# Band Saw Table



## Handtooler (Jul 24, 2012)

LJ's Can any of you please advise me? I've searched as best I can and have gotten dead ends for an after market cast iron table for my Craftsman 12" band saw, the original, which I still use is extruded aluminum. I'm currently using a plywood over table with a left to right fence groove for a tall re-saw fence bolted to a miter gauge, but would like subject fence w/a real "T" track for a decent miter gauge and tall fence. It'd also accommodate magnetized accsesseries.


----------



## distrbd (Sep 14, 2011)

I have been using the BS table and fence I built after watching the link bellow:


----------



## kdc68 (Mar 2, 2012)

May be silly for me to suggest because of compatibility, but have you looked into cast iron tops for a 14"? But being optimistic, this may open up possibilities for a better fence system as well….Good luck in your search


----------



## Kentuk55 (Sep 21, 2010)

I would go with the link that Ken up above posted. Looks like a good setup. I've got that same Powermatic, and I may do what he did in the near future.


----------



## DKV (Jul 18, 2011)

I also made and use the table referenced in Ken's post. I think you'll like it.


----------



## Handtooler (Jul 24, 2012)

*Thanks all!* That's the exact set-up I made about 10 days ago after seeing this video. Yes, It's improved the use of my saw immensely. But, I'd still be interested in a cast iron table in addition if an after market one is available.


----------



## NateMeadows (May 11, 2012)

Data extract:

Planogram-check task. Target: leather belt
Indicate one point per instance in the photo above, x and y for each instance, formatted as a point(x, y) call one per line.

What needs to be done: In the band saw table thread, what is the original table on Handtooler's Craftsman 12" band saw made of? The lines above aren't needed for this.

Final answer: Extruded aluminum.